─── DATA RECORDS
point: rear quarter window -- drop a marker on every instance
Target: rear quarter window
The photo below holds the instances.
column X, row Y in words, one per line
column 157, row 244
──────
• **EXERCISE BRIEF**: Every record above needs to be copied exactly.

• **TASK RESPONSE**:
point: rear quarter window -- drop a marker on every instance
Target: rear quarter window
The photo below holds the instances.
column X, row Y in words, one per line
column 157, row 244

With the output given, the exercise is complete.